Source text Block Start

Aviation experts present cargo security changes to TSA
The U.S. Transportation Security Administration received a series of recommendations Wednesday on how to improve air cargo security as the agency prepares to propose rules for tightening security for cargo that flies on passenger and all-cargo aircraft.
The recommendations covered areas such as improving how carriers accept shipments from known and unknown parties, ensuring that freight forwarders follow the same security protocols as shippers and carriers, and securing all-cargo aircraft. Few details were provided during the public meeting or afterwards on the TSA Web site. Officials, worried about revealing too much about vulnerabilities in the aviation system, said the actual reports were classified.
TSA spokesman Brian Turmail said the agency is working on producing a scrubbed version of the reports without sensitive material for public consumption.
The recommendations were crafted by a trio of joint industry-government working groups and were forwarded to TSA in whole, including several dissenting opinions, by the standing Aviation Security Advisory Committee. TSA officials said they are working on developing a comprehensive air cargo security approach that focuses on using risk management principles to devote resources to the greatest threats and plan to issue a formal rulemaking proposal by the end of the year. The rules are expected to go beyond the three areas studied by the working groups
TSA's goals for 2004 include enhancing the known shipper program, testing explosives detection machines for packages and expanding the use of canine detection teams, Elaine Dezenski, director of maritime, land and cargo policy, told the panel.

Source text Block End
Information shown Block Start

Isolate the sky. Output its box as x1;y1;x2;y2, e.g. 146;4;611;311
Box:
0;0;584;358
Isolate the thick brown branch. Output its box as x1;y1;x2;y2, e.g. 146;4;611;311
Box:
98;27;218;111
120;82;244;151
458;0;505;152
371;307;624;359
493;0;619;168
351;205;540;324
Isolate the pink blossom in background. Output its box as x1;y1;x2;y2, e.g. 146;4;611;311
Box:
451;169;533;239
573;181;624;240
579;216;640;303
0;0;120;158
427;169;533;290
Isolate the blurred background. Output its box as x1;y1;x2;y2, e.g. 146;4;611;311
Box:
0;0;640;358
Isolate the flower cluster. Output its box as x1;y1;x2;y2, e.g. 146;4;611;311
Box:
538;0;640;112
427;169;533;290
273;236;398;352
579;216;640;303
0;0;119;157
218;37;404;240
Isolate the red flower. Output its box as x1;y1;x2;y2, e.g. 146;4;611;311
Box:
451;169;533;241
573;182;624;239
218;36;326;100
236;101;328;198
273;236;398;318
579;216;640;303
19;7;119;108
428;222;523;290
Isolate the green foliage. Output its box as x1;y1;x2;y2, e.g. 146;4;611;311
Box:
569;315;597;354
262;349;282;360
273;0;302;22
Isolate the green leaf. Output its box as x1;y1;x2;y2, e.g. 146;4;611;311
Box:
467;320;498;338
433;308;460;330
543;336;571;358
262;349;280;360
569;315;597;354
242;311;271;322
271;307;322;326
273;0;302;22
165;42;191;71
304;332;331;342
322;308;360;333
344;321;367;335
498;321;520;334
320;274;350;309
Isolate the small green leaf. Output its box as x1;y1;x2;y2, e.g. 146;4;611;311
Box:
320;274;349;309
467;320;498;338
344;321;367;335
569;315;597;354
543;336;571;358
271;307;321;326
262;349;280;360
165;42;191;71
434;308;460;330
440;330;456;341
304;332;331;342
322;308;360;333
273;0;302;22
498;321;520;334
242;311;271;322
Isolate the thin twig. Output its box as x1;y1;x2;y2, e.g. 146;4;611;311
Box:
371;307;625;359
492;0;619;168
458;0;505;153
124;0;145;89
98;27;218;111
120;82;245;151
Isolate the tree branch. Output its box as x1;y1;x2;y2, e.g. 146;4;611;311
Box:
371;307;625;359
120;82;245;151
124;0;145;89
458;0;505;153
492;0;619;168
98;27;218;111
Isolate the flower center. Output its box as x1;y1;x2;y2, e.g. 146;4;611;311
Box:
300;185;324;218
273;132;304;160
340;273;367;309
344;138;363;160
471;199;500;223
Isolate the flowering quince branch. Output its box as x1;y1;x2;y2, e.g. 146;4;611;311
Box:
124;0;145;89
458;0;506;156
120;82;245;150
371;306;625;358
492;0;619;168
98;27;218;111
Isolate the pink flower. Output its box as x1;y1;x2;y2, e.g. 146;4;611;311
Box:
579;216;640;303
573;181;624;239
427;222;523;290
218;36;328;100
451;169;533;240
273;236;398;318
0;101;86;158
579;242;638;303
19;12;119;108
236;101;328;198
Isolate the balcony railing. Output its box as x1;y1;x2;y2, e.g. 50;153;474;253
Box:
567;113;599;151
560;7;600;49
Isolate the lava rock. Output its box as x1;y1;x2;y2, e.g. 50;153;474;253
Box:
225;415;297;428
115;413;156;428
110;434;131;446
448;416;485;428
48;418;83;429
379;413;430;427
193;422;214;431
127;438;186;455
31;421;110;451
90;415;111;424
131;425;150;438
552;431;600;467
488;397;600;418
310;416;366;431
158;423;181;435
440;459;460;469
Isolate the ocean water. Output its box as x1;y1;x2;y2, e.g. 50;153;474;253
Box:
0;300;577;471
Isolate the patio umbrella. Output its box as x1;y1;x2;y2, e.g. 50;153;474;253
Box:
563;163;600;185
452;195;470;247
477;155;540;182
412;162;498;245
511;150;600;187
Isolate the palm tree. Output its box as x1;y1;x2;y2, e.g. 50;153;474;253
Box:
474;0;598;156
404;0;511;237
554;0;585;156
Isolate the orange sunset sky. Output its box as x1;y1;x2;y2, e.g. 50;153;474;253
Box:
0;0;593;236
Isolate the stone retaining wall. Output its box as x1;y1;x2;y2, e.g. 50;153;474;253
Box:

Information shown Block End

**What is required**
List every goal for 2004 that the air cargo security article attributes to TSA.

**Written answer**
- Enhancing the known shipper program
- Testing explosives detection machines for packages
- Expanding the use of canine detection teams